━━ RAW RECORDS

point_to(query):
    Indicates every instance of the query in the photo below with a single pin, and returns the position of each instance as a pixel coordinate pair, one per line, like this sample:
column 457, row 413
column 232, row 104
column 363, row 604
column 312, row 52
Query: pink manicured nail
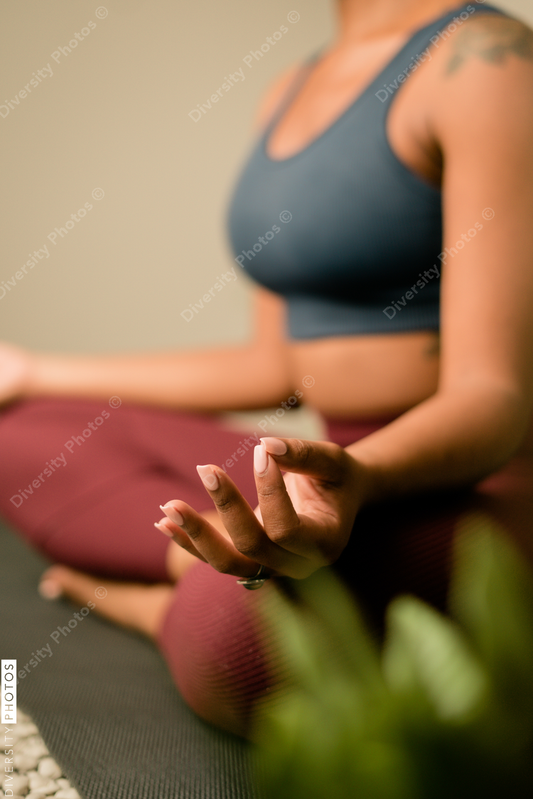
column 173, row 514
column 162, row 529
column 208, row 478
column 260, row 460
column 49, row 589
column 274, row 446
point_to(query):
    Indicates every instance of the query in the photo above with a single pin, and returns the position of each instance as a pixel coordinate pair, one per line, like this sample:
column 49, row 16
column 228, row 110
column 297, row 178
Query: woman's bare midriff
column 370, row 377
column 366, row 376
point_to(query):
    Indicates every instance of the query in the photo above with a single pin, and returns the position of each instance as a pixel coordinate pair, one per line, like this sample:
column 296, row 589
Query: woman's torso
column 375, row 375
column 366, row 375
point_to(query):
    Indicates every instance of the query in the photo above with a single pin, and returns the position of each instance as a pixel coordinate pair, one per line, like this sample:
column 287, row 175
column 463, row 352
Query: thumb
column 323, row 460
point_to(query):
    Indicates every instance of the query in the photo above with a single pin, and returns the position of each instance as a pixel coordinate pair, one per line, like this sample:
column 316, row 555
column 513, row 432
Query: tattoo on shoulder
column 493, row 39
column 433, row 349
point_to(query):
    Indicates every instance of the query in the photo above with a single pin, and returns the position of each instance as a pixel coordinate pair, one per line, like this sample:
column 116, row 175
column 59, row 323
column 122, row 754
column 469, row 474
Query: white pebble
column 20, row 783
column 49, row 768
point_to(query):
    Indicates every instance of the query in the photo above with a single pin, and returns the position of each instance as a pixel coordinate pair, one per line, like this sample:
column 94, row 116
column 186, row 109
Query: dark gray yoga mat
column 104, row 701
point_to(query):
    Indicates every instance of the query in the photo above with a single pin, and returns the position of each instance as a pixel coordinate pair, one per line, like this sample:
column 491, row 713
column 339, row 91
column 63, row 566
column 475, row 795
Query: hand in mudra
column 303, row 521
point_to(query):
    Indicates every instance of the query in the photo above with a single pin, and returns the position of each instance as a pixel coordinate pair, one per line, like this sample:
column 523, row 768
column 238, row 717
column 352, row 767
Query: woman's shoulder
column 492, row 38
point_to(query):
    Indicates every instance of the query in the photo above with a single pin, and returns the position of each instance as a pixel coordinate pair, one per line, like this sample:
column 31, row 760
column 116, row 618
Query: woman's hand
column 16, row 367
column 303, row 520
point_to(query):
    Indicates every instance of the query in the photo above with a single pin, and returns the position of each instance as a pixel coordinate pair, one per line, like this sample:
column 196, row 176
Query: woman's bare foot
column 135, row 605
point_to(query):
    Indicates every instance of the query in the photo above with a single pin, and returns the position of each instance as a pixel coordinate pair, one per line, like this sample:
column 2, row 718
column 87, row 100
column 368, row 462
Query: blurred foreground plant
column 444, row 710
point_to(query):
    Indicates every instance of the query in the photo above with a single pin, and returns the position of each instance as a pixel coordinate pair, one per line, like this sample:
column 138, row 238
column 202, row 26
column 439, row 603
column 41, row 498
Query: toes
column 63, row 581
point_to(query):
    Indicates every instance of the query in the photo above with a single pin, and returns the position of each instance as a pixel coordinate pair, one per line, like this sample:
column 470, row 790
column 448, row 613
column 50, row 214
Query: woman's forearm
column 449, row 440
column 232, row 378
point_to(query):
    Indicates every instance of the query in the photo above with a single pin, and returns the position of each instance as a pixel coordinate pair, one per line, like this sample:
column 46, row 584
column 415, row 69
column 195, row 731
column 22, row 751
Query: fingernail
column 49, row 589
column 162, row 529
column 173, row 514
column 274, row 446
column 208, row 478
column 260, row 460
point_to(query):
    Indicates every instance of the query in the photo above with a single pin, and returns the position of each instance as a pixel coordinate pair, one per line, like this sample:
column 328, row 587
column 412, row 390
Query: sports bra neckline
column 304, row 74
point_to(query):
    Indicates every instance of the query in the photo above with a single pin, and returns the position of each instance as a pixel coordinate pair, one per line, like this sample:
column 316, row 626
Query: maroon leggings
column 83, row 481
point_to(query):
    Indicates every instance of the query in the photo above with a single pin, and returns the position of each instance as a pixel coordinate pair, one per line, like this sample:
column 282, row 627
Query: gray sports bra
column 343, row 229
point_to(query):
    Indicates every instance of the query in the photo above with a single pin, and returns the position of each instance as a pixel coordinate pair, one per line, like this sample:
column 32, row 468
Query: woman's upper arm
column 483, row 124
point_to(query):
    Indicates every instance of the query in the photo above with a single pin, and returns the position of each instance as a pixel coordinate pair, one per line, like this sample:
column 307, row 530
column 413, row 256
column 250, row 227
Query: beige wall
column 114, row 115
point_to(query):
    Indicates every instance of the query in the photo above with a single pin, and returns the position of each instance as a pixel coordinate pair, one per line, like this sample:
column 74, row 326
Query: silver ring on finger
column 257, row 581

━━━━

WHAT YOU NEED TO DO » Reproduce every entry exactly, but omit each picture.

RESPONSE »
point_to(query):
    Indicates every instance of the query in the photo below with a single pin, and returns the position of each instance as a pixel coordinate pair, one per line, like this sample:
column 457, row 413
column 232, row 104
column 363, row 604
column 312, row 52
Query: pink manicured nail
column 173, row 514
column 162, row 529
column 208, row 478
column 260, row 460
column 49, row 589
column 274, row 446
point_to(query):
    Indicates every instance of the query in the photo above with a single pin, and returns the position of each instance as a pixel coordinate pair, one per line, like this sample:
column 49, row 16
column 228, row 110
column 297, row 178
Query: woman's bare midriff
column 370, row 377
column 366, row 376
point_to(query):
    Indicates every instance of the query in the photo above with a single pin, and returns the position of each instance as a pixel coordinate pair, one per line, like this sample:
column 296, row 589
Query: woman's torso
column 375, row 375
column 366, row 375
point_to(query):
    Indicates every instance of the query in the photo above with a single pin, and returns the position of each instance as a pixel coordinate pair, one per line, like this sample:
column 287, row 175
column 463, row 352
Query: thumb
column 323, row 460
point_to(query):
    Indicates every instance of the query in the photo above with a single pin, and returns the position of each instance as a pixel coordinate pair, one per line, like this sample:
column 316, row 555
column 513, row 432
Query: tattoo on shoulder
column 493, row 39
column 433, row 349
point_to(query):
    Indicates every instance of the query in the photo above with a single pin, and returns the position of each instance as a pixel coordinate pair, one per line, like this sample:
column 116, row 175
column 59, row 323
column 122, row 754
column 469, row 474
Query: white pebble
column 20, row 783
column 49, row 768
point_to(query):
    Indicates every instance of the query in the photo above with a single pin, and returns the position of each instance as a pixel coordinate pair, one per line, like this sample:
column 94, row 116
column 186, row 109
Query: dark gray yoga mat
column 104, row 701
point_to(query):
    Indicates every instance of the query in the photo above with a single pin, and returns the position of each instance as a pixel coordinate pair, one per line, like this sample:
column 491, row 713
column 339, row 91
column 63, row 566
column 475, row 795
Query: hand in mudra
column 303, row 521
point_to(query):
    Indicates every instance of the query in the photo above with a single pin, and returns the position of each instance as a pixel coordinate pair, one per line, like this sample:
column 523, row 768
column 238, row 717
column 352, row 767
Query: woman's shoulder
column 492, row 38
point_to(query):
    Indicates every instance of the query in the photo above with a single pin, and returns the position of each instance as a pixel coordinate pair, one per line, like this sample:
column 31, row 760
column 116, row 618
Query: woman's hand
column 16, row 367
column 303, row 520
point_to(query):
    Indicates every instance of the query in the photo above with a single pin, and returns the position of each instance as a pixel coordinate pair, one per line, like this sample:
column 196, row 176
Query: woman's bare foot
column 135, row 605
point_to(query):
    Indicates every instance of the query in the photo above with a single pin, and returns the position of each instance as a pixel coordinate pair, one per line, like this sample:
column 2, row 718
column 87, row 100
column 368, row 462
Query: blurred foreground plant
column 444, row 710
point_to(query):
    Indicates every instance of the query in the photo above with a single pin, and returns the position of each instance as a pixel coordinate pair, one per line, like this sample:
column 138, row 238
column 202, row 26
column 439, row 603
column 41, row 498
Query: toes
column 63, row 581
point_to(query):
    Indicates every instance of the query in the photo above with a single pin, and returns the position of each instance as a pixel coordinate pair, one per line, like this sample:
column 470, row 790
column 448, row 613
column 50, row 214
Query: woman's forearm
column 449, row 440
column 232, row 378
point_to(query):
    Indicates every instance of the query in the photo above with a single pin, and returns the position of each instance as a pixel coordinate pair, one per line, like this sample:
column 46, row 584
column 415, row 69
column 195, row 731
column 22, row 751
Query: fingernail
column 49, row 589
column 162, row 529
column 173, row 514
column 274, row 446
column 208, row 478
column 260, row 460
point_to(query):
    Indicates every instance of the query in the photo above with a single pin, and returns the position of each instance as a pixel coordinate pair, one per line, like this sample:
column 328, row 587
column 412, row 390
Query: sports bra neckline
column 304, row 74
point_to(query):
    Indicates every instance of the query in the photo above with a single pin, and returns the position of each instance as a pixel coordinate pair, one per line, like this sample:
column 316, row 626
Query: maroon leggings
column 83, row 481
point_to(query):
    Indicates every instance of the query in the photo above with a single pin, and returns the position of each instance as a pixel coordinate pair, one per line, like this sample:
column 282, row 627
Query: gray sports bra
column 343, row 229
point_to(query):
    Indicates every instance of the query in the photo above with a single pin, and returns the position of each instance as a pixel coordinate pair, one per line, like this sample:
column 32, row 468
Query: woman's upper arm
column 483, row 124
point_to(query):
    Indicates every instance of the query in the photo above with a single pin, and returns the position of each instance as a pixel coordinate pair, one per line, like this sample:
column 307, row 530
column 413, row 256
column 250, row 227
Query: beige wall
column 114, row 115
point_to(query):
    Indicates every instance of the query in the photo above with a single pin, and returns the position of each instance as a pixel coordinate pair, one per line, like this sample:
column 74, row 326
Query: silver ring on finger
column 257, row 581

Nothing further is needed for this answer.